• [Problem to solve]: Copy every line of the records that contains the word "white". Case counts.

• [Data excerpts]:
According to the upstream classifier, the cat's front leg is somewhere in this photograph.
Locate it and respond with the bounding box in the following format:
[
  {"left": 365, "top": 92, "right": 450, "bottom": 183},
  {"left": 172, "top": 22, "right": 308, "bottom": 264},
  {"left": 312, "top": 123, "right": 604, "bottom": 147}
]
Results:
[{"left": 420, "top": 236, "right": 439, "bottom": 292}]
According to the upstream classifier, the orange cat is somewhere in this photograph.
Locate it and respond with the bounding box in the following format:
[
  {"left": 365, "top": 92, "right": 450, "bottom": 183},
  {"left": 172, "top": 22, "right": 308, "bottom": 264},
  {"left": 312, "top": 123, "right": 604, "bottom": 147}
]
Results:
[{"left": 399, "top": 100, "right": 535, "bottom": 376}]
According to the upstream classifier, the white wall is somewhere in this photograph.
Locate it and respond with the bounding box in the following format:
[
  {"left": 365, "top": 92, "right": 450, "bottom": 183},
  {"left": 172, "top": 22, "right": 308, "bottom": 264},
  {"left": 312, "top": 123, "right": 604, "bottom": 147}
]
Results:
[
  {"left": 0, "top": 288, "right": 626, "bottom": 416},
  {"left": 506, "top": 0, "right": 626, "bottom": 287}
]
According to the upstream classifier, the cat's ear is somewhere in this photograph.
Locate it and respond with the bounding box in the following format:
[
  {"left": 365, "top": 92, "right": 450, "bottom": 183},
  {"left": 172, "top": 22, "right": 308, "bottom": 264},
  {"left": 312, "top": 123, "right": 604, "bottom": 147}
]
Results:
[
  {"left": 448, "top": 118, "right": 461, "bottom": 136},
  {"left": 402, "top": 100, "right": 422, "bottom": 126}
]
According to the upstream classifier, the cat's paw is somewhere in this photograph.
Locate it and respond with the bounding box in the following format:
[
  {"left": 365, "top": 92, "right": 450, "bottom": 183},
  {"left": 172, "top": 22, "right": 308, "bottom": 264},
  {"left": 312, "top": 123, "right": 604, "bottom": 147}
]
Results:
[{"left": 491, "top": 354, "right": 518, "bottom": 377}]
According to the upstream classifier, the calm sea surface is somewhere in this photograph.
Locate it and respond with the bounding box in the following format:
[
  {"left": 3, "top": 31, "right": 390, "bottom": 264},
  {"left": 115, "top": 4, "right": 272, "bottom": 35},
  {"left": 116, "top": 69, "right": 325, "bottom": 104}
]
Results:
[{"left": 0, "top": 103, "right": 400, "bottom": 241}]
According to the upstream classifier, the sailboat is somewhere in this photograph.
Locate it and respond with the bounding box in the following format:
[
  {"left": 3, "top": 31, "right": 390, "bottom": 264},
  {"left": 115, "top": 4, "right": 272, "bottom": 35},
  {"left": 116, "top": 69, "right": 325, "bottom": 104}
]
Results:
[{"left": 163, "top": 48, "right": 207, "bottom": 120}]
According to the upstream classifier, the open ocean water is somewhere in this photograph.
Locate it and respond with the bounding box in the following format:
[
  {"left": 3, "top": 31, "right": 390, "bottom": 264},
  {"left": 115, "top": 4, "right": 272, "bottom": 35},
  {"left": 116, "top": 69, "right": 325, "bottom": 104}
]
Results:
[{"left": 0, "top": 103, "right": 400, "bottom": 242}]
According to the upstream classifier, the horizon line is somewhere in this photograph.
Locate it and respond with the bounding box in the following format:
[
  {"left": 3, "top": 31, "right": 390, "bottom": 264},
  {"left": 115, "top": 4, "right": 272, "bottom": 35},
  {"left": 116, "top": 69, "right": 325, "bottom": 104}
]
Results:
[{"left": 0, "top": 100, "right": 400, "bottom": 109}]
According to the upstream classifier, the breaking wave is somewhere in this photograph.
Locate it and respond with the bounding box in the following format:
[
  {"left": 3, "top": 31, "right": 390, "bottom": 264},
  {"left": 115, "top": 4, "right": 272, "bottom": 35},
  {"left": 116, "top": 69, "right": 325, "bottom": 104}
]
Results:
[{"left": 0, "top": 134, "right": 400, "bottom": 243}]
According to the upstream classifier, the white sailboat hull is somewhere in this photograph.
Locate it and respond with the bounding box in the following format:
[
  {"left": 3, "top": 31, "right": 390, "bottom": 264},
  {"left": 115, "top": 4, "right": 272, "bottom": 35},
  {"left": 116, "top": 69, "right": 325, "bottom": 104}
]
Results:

• [Answer to this exercise]:
According to the upstream classifier, the white wall is somewhere in this photograph.
According to the upstream classifier, the white sailboat hull is somewhere in this photograph.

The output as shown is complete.